## Exercise description:
Look through the material below. Return exactly the lines from the one with "the horse's hind" through the one with "locate the young", both included.

*** Opening of Data extracts ***

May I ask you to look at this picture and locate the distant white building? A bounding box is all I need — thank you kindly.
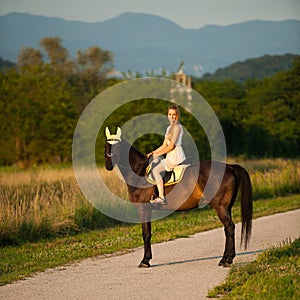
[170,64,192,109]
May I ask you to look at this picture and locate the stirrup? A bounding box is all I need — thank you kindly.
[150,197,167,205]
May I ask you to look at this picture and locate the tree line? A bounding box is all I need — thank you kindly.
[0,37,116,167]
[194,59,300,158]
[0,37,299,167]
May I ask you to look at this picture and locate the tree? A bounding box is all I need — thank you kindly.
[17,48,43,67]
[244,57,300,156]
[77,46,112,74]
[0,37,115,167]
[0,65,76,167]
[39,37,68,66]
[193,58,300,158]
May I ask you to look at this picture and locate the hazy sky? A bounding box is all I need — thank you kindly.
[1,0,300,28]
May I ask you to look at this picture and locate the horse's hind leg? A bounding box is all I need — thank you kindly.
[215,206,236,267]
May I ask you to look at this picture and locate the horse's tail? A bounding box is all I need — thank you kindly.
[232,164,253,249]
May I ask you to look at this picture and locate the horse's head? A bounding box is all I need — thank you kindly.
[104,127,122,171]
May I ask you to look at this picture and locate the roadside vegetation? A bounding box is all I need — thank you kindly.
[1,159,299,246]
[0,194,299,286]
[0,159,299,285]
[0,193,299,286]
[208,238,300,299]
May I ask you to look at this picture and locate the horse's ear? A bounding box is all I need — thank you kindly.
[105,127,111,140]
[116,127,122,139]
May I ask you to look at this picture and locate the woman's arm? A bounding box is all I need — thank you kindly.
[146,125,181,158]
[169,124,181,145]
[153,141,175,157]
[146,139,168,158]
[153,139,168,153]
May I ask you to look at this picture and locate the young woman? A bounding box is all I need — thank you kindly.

*** Close of Data extracts ***
*** Opening of Data extracts ***

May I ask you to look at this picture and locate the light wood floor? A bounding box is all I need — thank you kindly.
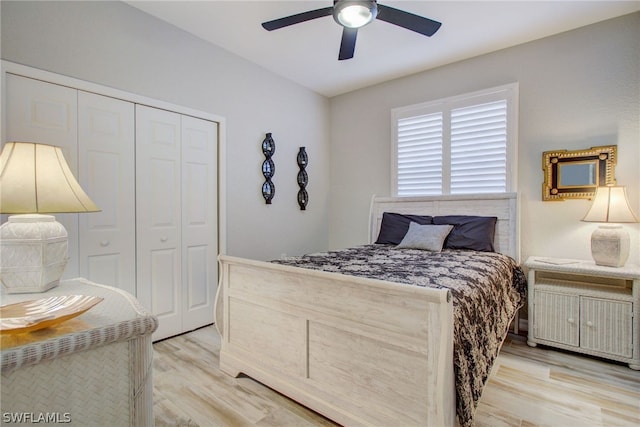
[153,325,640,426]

*** Close of Data extracts ***
*** Opening of Data extracts ***

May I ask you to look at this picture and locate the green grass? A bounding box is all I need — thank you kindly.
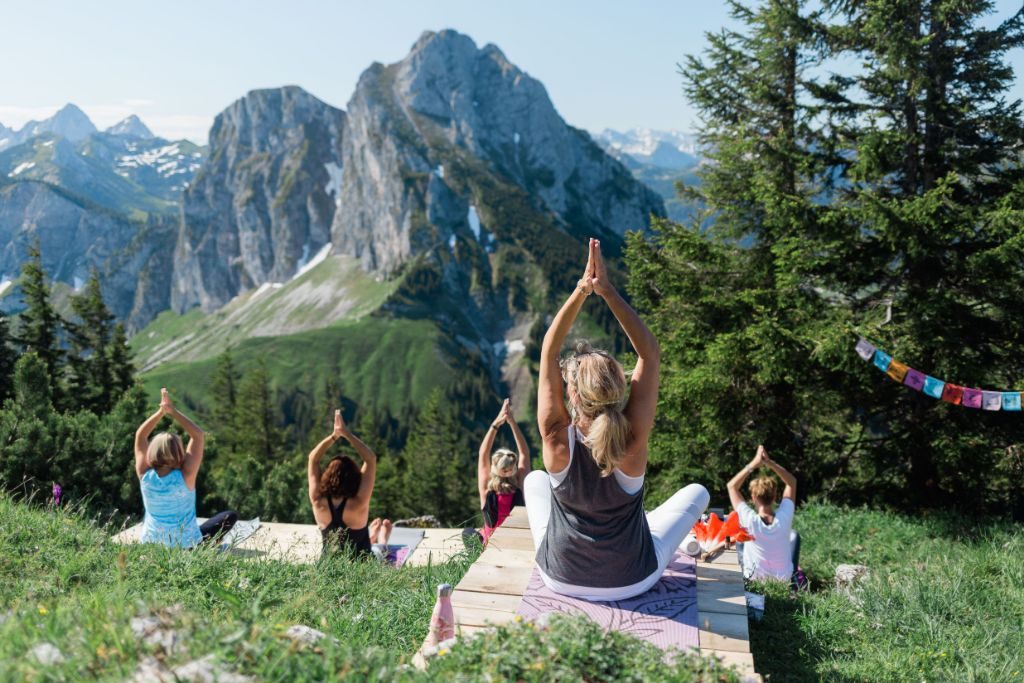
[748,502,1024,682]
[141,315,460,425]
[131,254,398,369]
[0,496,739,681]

*** Close of Data extracts ***

## Answer to the problem:
May I ask you to look at this picture and locate the horse's hind leg? A bounding box is all I need — thank you kindly.
[215,206,236,267]
May I ask you to look at this picture and locate the horse's tail? A bounding box is all I need — thank you kindly.
[232,164,253,249]
May I ask you to look at this picture and locate the horse's head? A bounding box is all I need — thank you kindly.
[104,127,122,171]
May I ask you to look at this picture and locate the roadside vegetation? A bounding box is all I need — thank you kindly.
[1,159,299,246]
[0,194,299,286]
[0,159,299,285]
[0,193,299,286]
[208,238,300,299]
May I ask you to look at this picture and locate the horse's ear? A bounding box is all I need — thank you kindly.
[105,127,111,140]
[116,127,122,139]
May I ask you to look at this picture and locate the woman's arm? A bounding box is all I need — thank you kindly.
[146,125,181,158]
[169,124,181,145]
[153,141,175,157]
[146,139,168,158]
[153,139,168,153]
May I ask you to look at this picture and locate the young woman? A bounding box is all I need — thank you kindly.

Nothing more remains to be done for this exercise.